▶ [Exercise prompt] Below this line is a set of entries; quote exactly the lines from the line that contains "scope: an outline for every instance of the bush" to the line that contains "target: power line", both lines included.

• • • • •

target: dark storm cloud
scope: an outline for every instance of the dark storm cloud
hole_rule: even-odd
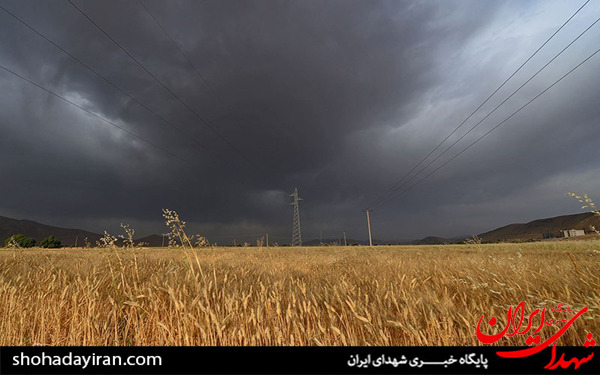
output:
[[[196,71],[140,3],[75,2],[199,119],[68,2],[1,4],[171,125],[4,12],[2,65],[186,162],[0,71],[0,215],[94,231],[127,221],[149,234],[163,230],[160,209],[169,207],[219,242],[265,231],[287,236],[287,195],[294,187],[305,198],[304,237],[321,231],[364,237],[360,210],[580,6],[146,0]],[[584,8],[484,109],[500,103],[599,13],[597,4]],[[599,37],[598,28],[591,29],[458,146],[575,66]],[[566,191],[593,195],[600,187],[594,161],[600,89],[590,79],[599,60],[378,207],[376,237],[477,233],[573,212],[577,205]]]

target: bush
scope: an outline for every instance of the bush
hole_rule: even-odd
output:
[[[4,241],[6,247],[34,247],[35,240],[23,234],[15,234]]]
[[[50,236],[48,238],[44,238],[39,244],[39,247],[44,247],[46,249],[57,249],[62,246],[59,240],[54,238],[54,236]]]

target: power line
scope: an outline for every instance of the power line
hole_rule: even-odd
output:
[[[433,150],[431,150],[431,152],[429,152],[429,154],[427,154],[423,159],[421,159],[421,161],[419,161],[410,171],[408,171],[406,174],[404,174],[404,176],[402,176],[402,178],[400,178],[400,180],[396,181],[394,184],[392,184],[392,186],[390,186],[386,191],[384,191],[383,193],[381,193],[376,199],[375,201],[369,205],[369,207],[374,207],[374,206],[378,206],[381,204],[381,200],[384,200],[386,198],[387,195],[390,194],[394,194],[394,189],[396,189],[398,187],[398,185],[406,178],[408,177],[415,169],[417,169],[425,160],[427,160],[427,158],[429,158],[438,148],[440,148],[440,146],[442,144],[444,144],[444,142],[446,142],[454,133],[456,133],[458,131],[458,129],[460,129],[477,111],[479,111],[479,109],[481,109],[481,107],[483,107],[498,91],[500,91],[500,89],[502,87],[504,87],[504,85],[506,85],[506,83],[512,78],[514,77],[535,55],[537,55],[537,53],[546,45],[548,44],[548,42],[550,42],[550,40],[552,40],[552,38],[554,38],[554,36],[556,34],[558,34],[558,32],[560,30],[562,30],[570,21],[571,19],[573,19],[573,17],[575,17],[588,3],[590,2],[590,0],[587,0],[579,9],[577,9],[577,11],[575,13],[573,13],[573,15],[571,15],[571,17],[569,17],[569,19],[567,19],[544,43],[542,43],[542,45],[535,50],[535,52],[529,56],[529,58],[527,60],[525,60],[525,62],[523,62],[521,64],[521,66],[519,66],[517,68],[517,70],[515,70],[500,86],[498,86],[498,88],[496,88],[496,90],[494,90],[494,92],[492,92],[492,94],[490,94],[490,96],[487,97],[487,99],[485,99],[483,101],[483,103],[481,103],[477,108],[475,108],[475,110],[473,112],[471,112],[471,114],[469,114],[469,116],[467,116],[467,118],[465,118],[450,134],[448,134],[448,136],[446,136],[446,138],[444,138]],[[420,172],[419,172],[420,173]],[[418,173],[417,173],[418,174]],[[414,177],[414,176],[413,176]],[[403,184],[404,185],[404,184]],[[403,185],[400,185],[403,186]]]
[[[81,8],[73,3],[72,0],[67,0],[69,4],[71,4],[79,13],[81,13],[90,23],[92,23],[98,30],[100,30],[111,42],[113,42],[121,51],[123,51],[129,58],[131,58],[140,68],[142,68],[150,77],[152,77],[156,82],[158,82],[169,94],[171,94],[179,103],[181,103],[185,108],[187,108],[205,127],[210,129],[215,135],[217,135],[223,142],[225,142],[233,151],[235,151],[242,159],[244,159],[248,164],[256,168],[256,165],[243,154],[235,145],[233,145],[227,138],[225,138],[221,133],[219,133],[215,128],[213,128],[202,116],[200,116],[193,108],[191,108],[187,103],[185,103],[177,94],[175,94],[171,89],[169,89],[158,77],[156,77],[150,70],[148,70],[141,62],[138,61],[131,53],[129,53],[123,46],[121,46],[114,38],[112,38],[104,29],[102,29],[93,19],[91,19]]]
[[[152,20],[154,21],[154,23],[156,23],[156,25],[160,28],[160,30],[163,32],[163,34],[165,34],[167,36],[167,38],[169,38],[169,40],[171,41],[171,44],[173,46],[175,46],[175,48],[177,49],[177,51],[179,51],[179,54],[181,54],[181,56],[183,56],[183,58],[185,59],[185,61],[187,62],[187,64],[194,70],[194,72],[196,72],[196,75],[198,75],[198,77],[200,77],[200,80],[208,88],[208,90],[210,91],[210,93],[218,100],[218,102],[223,107],[226,107],[227,104],[223,101],[223,99],[218,94],[218,92],[213,88],[213,86],[210,84],[210,82],[204,77],[204,75],[196,67],[196,64],[194,64],[192,62],[192,59],[184,52],[183,48],[179,45],[179,43],[176,42],[175,38],[173,38],[173,36],[167,31],[167,29],[158,21],[158,19],[150,11],[150,8],[146,6],[146,4],[144,3],[144,0],[138,0],[138,2],[144,8],[144,10],[146,11],[146,13],[148,13],[148,15],[150,16],[150,18],[152,18]],[[220,118],[222,118],[222,117],[221,116],[217,116],[215,119],[208,120],[208,122],[209,123],[214,123],[216,120],[218,120]],[[261,170],[261,172],[264,172],[264,170]]]
[[[429,172],[427,175],[425,175],[423,178],[421,178],[420,180],[418,180],[416,183],[410,185],[408,188],[406,188],[405,190],[401,191],[399,194],[403,194],[406,193],[408,190],[412,189],[413,187],[415,187],[416,185],[418,185],[421,181],[425,180],[426,178],[428,178],[429,176],[431,176],[432,174],[434,174],[435,172],[437,172],[438,170],[440,170],[441,168],[443,168],[444,166],[446,166],[447,164],[449,164],[451,161],[453,161],[454,159],[456,159],[458,156],[460,156],[461,154],[463,154],[465,151],[467,151],[468,149],[470,149],[473,145],[475,145],[477,142],[479,142],[480,140],[482,140],[483,138],[485,138],[486,136],[488,136],[491,132],[493,132],[494,130],[496,130],[497,128],[499,128],[500,126],[502,126],[504,123],[506,123],[508,120],[510,120],[513,116],[515,116],[517,113],[519,113],[522,109],[524,109],[525,107],[527,107],[529,104],[531,104],[533,101],[535,101],[537,98],[539,98],[540,96],[542,96],[544,93],[546,93],[546,91],[550,90],[552,87],[554,87],[557,83],[559,83],[560,81],[562,81],[565,77],[567,77],[569,74],[573,73],[577,68],[579,68],[580,66],[582,66],[583,64],[585,64],[589,59],[591,59],[592,57],[594,57],[598,52],[600,52],[600,49],[597,49],[594,53],[592,53],[591,55],[589,55],[585,60],[583,60],[582,62],[580,62],[579,64],[577,64],[573,69],[569,70],[567,73],[565,73],[562,77],[560,77],[558,80],[554,81],[554,83],[552,83],[550,86],[548,86],[546,89],[544,89],[542,92],[540,92],[539,94],[537,94],[533,99],[529,100],[527,103],[525,103],[523,106],[521,106],[519,109],[517,109],[516,111],[514,111],[510,116],[508,116],[507,118],[505,118],[504,120],[502,120],[499,124],[497,124],[496,126],[494,126],[492,129],[490,129],[489,131],[487,131],[485,134],[483,134],[481,137],[477,138],[475,141],[473,141],[470,145],[468,145],[467,147],[465,147],[464,149],[462,149],[459,153],[457,153],[456,155],[454,155],[452,158],[450,158],[449,160],[447,160],[445,163],[443,163],[442,165],[440,165],[439,167],[437,167],[436,169],[434,169],[433,171]]]
[[[19,18],[17,15],[15,15],[14,13],[12,13],[11,11],[9,11],[5,7],[3,7],[2,5],[0,5],[0,9],[2,9],[4,12],[6,12],[10,16],[12,16],[15,20],[19,21],[21,24],[23,24],[24,26],[26,26],[27,28],[29,28],[31,31],[33,31],[34,33],[36,33],[39,37],[43,38],[48,43],[52,44],[54,47],[56,47],[57,49],[59,49],[60,51],[62,51],[64,54],[66,54],[67,56],[69,56],[71,59],[73,59],[76,62],[78,62],[80,65],[82,65],[83,67],[85,67],[87,70],[89,70],[90,72],[92,72],[94,75],[96,75],[97,77],[99,77],[100,79],[102,79],[104,82],[108,83],[109,85],[111,85],[112,87],[114,87],[115,89],[117,89],[123,95],[125,95],[128,98],[130,98],[131,100],[133,100],[135,103],[137,103],[138,105],[140,105],[142,108],[144,108],[145,110],[147,110],[148,112],[150,112],[151,114],[153,114],[154,116],[156,116],[158,119],[160,119],[161,121],[163,121],[167,125],[171,126],[172,128],[176,129],[177,131],[179,131],[182,134],[186,134],[188,136],[191,136],[191,134],[189,134],[187,131],[185,131],[185,130],[183,130],[183,129],[177,127],[177,126],[175,126],[172,122],[170,122],[169,120],[165,119],[163,116],[161,116],[158,113],[156,113],[154,110],[152,110],[147,105],[145,105],[144,103],[142,103],[139,99],[137,99],[133,95],[131,95],[128,92],[126,92],[125,90],[123,90],[121,87],[119,87],[113,81],[111,81],[111,80],[105,78],[104,76],[102,76],[100,73],[98,73],[98,71],[96,71],[95,69],[93,69],[91,66],[89,66],[88,64],[86,64],[85,62],[83,62],[82,60],[80,60],[79,58],[77,58],[76,56],[74,56],[73,54],[71,54],[69,51],[65,50],[63,47],[61,47],[60,45],[58,45],[57,43],[55,43],[54,41],[52,41],[51,39],[49,39],[48,37],[46,37],[40,31],[38,31],[37,29],[35,29],[33,26],[31,26],[30,24],[28,24],[27,22],[25,22],[23,19]],[[196,138],[193,139],[193,142],[197,146],[206,147],[206,145],[200,143]],[[219,155],[214,155],[213,153],[207,153],[207,154],[210,155],[211,157],[212,156],[216,156],[220,160],[225,161],[225,159],[223,159]]]
[[[75,107],[81,109],[82,111],[85,111],[85,112],[89,113],[90,115],[99,118],[100,120],[106,122],[107,124],[110,124],[110,125],[114,126],[115,128],[117,128],[117,129],[119,129],[119,130],[121,130],[121,131],[123,131],[123,132],[125,132],[125,133],[127,133],[129,135],[131,135],[132,137],[135,137],[135,138],[139,139],[140,141],[145,142],[145,143],[151,145],[152,147],[155,147],[155,148],[163,151],[166,154],[169,154],[170,156],[172,156],[172,157],[174,157],[176,159],[179,159],[179,160],[181,160],[183,162],[187,162],[187,160],[182,159],[181,157],[173,154],[171,151],[169,151],[169,150],[167,150],[167,149],[165,149],[165,148],[163,148],[163,147],[161,147],[161,146],[159,146],[159,145],[157,145],[155,143],[152,143],[151,141],[149,141],[149,140],[147,140],[147,139],[145,139],[145,138],[143,138],[143,137],[141,137],[141,136],[139,136],[139,135],[137,135],[137,134],[135,134],[135,133],[133,133],[133,132],[131,132],[131,131],[129,131],[129,130],[123,128],[123,127],[121,127],[121,126],[119,126],[119,125],[117,125],[117,124],[115,124],[114,122],[112,122],[112,121],[110,121],[110,120],[108,120],[108,119],[106,119],[106,118],[104,118],[104,117],[102,117],[102,116],[100,116],[100,115],[98,115],[98,114],[96,114],[96,113],[94,113],[94,112],[92,112],[92,111],[90,111],[90,110],[88,110],[88,109],[80,106],[79,104],[76,104],[76,103],[70,101],[69,99],[67,99],[67,98],[65,98],[65,97],[63,97],[63,96],[55,93],[54,91],[52,91],[50,89],[47,89],[47,88],[45,88],[45,87],[43,87],[43,86],[41,86],[41,85],[33,82],[32,80],[30,80],[30,79],[28,79],[28,78],[26,78],[26,77],[24,77],[24,76],[22,76],[22,75],[20,75],[20,74],[18,74],[16,72],[12,71],[12,70],[10,70],[9,68],[7,68],[7,67],[5,67],[5,66],[3,66],[1,64],[0,64],[0,68],[4,69],[5,71],[11,73],[12,75],[14,75],[16,77],[21,78],[24,81],[29,82],[30,84],[38,87],[39,89],[44,90],[47,93],[49,93],[49,94],[51,94],[51,95],[53,95],[53,96],[55,96],[55,97],[57,97],[57,98],[65,101],[65,102],[67,102],[67,103],[69,103],[71,105],[74,105]]]
[[[217,92],[215,91],[215,89],[213,89],[212,85],[204,78],[204,76],[202,75],[202,73],[200,73],[200,71],[198,70],[198,68],[196,68],[196,65],[192,62],[192,60],[188,57],[188,55],[183,52],[183,49],[181,47],[179,47],[179,44],[177,44],[177,42],[175,42],[175,39],[171,36],[171,34],[169,34],[169,32],[161,25],[161,23],[158,22],[158,20],[156,19],[156,17],[154,17],[154,15],[150,11],[150,9],[148,9],[148,7],[146,6],[146,4],[144,4],[144,0],[138,0],[138,2],[144,8],[144,10],[146,11],[146,13],[148,13],[148,15],[150,16],[150,18],[152,18],[152,20],[154,21],[154,23],[156,23],[156,25],[162,30],[163,34],[165,34],[167,36],[167,38],[169,38],[169,40],[171,41],[171,44],[173,44],[173,46],[175,46],[175,48],[177,48],[177,50],[179,51],[179,53],[181,54],[181,56],[183,56],[183,58],[188,63],[188,65],[190,67],[192,67],[192,69],[196,72],[196,74],[198,75],[198,77],[200,77],[200,80],[202,81],[202,83],[204,83],[204,85],[210,90],[210,92],[215,96],[215,98],[217,98],[219,100],[219,102],[221,102],[221,104],[223,104],[223,101],[221,100],[221,97],[217,94]]]
[[[541,67],[535,74],[533,74],[527,81],[525,81],[521,86],[519,86],[519,88],[517,88],[516,90],[514,90],[506,99],[504,99],[500,104],[498,104],[490,113],[488,113],[484,118],[482,118],[481,120],[479,120],[479,122],[477,122],[475,125],[473,125],[471,127],[471,129],[469,129],[465,134],[463,134],[461,137],[459,137],[456,141],[454,141],[454,143],[452,143],[450,146],[448,146],[441,154],[439,154],[438,156],[436,156],[433,160],[431,160],[427,165],[425,165],[423,168],[421,168],[417,173],[415,173],[414,175],[412,175],[408,180],[406,180],[402,185],[396,187],[391,193],[390,195],[388,195],[386,198],[381,199],[376,205],[374,205],[374,207],[380,206],[383,203],[385,203],[386,201],[389,200],[389,197],[394,195],[394,193],[398,190],[400,190],[402,188],[402,186],[406,185],[408,182],[410,182],[412,179],[414,179],[416,176],[418,176],[419,174],[421,174],[424,170],[426,170],[430,165],[432,165],[433,163],[435,163],[438,159],[440,159],[442,156],[444,156],[446,154],[446,152],[448,152],[451,148],[453,148],[458,142],[460,142],[462,139],[464,139],[469,133],[471,133],[477,126],[479,126],[483,121],[485,121],[488,117],[490,117],[494,112],[496,112],[496,110],[498,108],[500,108],[504,103],[506,103],[510,98],[512,98],[517,92],[519,92],[525,85],[527,85],[531,80],[533,80],[539,73],[541,73],[544,69],[546,69],[546,67],[548,65],[550,65],[554,60],[556,60],[563,52],[565,52],[569,47],[571,47],[571,45],[573,45],[573,43],[575,43],[579,38],[581,38],[585,33],[588,32],[588,30],[590,30],[596,23],[598,23],[600,21],[600,18],[596,19],[596,21],[594,21],[590,26],[588,26],[587,29],[585,29],[583,32],[581,32],[575,39],[573,39],[566,47],[564,47],[558,54],[556,54],[550,61],[548,61],[543,67]]]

• • • • •

▶ [Solution to this exercise]
scope: an outline for every instance of the bush
hole_rule: even-odd
output:
[[[4,241],[6,247],[34,247],[35,240],[23,234],[15,234]]]
[[[50,236],[48,238],[44,238],[39,244],[39,247],[44,247],[46,249],[57,249],[62,246],[59,240],[54,238],[54,236]]]

target: power line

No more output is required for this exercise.